First Entanglement-Based Quantum Network may Lead to Future Quantum Internet

QuTech researchers from the Netherlands have achieved the world’s first multi-node quantum network by linking three quantum processors.

Researchers work on one of the quantum network nodes, where mirrors and filters guide the laser beams to the diamond chip. Image Credit: Marieke de Lorijn for QuTech.

The team has also demonstrated a proof-of-principle related to major quantum network protocols. Recently published in the Science journal, the findings represent a major milestone toward the upcoming quantum internet.

The Quantum Internet

With the power of the Internet, any two computer systems on Earth can be linked to one another, facilitating applications that were not envisaged during its invention many years ago.

At present, scientists in several laboratories worldwide are working toward the initial models of a quantum internet—a network that can link a pair of quantum devices, like quantum sensors or computers, across vast distances.

While present-day Internet distributes data in the form of bits, which can be either 1 or 0, the next-gen quantum internet will use quantum bits that can be both 1 and 0 simultaneously.

A quantum internet will open up a range of novel applications, from unhackable communication and cloud computing with complete user privacy to high-precision time-keeping. And like with the Internet 40 years ago, there are probably many applications we cannot foresee right now.

Matteo Pompili, PhD Student and Team Member, QuTech, Delft University of Technology

Toward Ubiquitous Connectivity

In the last 10 years, initial steps had been taken toward a quantum internet by connecting a pair of quantum devices that had a direct physical link in common. But the ability to pass on quantum data via intermediate nodes (similar to routers in the traditional internet) is important for producing a quantum network that can be scaled up.

Provided data:
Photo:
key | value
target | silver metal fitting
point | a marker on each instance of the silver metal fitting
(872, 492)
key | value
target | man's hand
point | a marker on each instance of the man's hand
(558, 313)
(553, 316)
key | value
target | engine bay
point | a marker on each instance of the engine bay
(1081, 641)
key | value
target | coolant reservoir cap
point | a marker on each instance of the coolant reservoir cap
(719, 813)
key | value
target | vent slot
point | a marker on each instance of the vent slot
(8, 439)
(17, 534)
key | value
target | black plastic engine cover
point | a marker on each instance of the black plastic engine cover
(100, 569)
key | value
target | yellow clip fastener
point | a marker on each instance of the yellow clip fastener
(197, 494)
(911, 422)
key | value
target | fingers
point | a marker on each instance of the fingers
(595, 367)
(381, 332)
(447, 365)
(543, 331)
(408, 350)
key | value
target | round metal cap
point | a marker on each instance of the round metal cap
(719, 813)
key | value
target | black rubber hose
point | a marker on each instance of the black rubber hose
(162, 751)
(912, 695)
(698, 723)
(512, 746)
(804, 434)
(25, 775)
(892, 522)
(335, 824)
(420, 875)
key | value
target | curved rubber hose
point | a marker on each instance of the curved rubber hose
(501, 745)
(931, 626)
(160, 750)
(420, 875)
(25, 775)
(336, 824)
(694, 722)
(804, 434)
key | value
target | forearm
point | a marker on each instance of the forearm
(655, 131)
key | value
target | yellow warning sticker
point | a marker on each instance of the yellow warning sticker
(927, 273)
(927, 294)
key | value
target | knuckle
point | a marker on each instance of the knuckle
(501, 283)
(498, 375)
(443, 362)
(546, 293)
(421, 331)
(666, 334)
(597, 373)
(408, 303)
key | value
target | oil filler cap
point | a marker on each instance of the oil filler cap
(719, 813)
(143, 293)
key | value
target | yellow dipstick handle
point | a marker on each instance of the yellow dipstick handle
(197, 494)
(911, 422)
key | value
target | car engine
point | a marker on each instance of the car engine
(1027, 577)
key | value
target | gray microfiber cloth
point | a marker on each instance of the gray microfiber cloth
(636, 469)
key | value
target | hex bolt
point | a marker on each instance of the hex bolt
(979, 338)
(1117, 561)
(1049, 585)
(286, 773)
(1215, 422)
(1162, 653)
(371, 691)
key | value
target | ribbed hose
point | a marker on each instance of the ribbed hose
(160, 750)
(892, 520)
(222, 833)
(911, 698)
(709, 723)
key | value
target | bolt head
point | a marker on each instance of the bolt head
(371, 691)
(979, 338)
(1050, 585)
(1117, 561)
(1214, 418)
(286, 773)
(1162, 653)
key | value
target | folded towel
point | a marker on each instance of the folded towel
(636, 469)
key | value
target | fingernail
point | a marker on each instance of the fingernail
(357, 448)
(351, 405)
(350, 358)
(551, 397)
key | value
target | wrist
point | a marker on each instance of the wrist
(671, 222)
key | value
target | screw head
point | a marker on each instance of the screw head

Directive 1:
How many quantum processors did the QuTech researchers link in the quantum network article?
Directive 2:
Please extract each line of the records that contains the string "head".

Exercise response 1:
Three.

Exercise response 2:
target | bolt head
point | a marker on each instance of the bolt head
target | screw head
point | a marker on each instance of the screw head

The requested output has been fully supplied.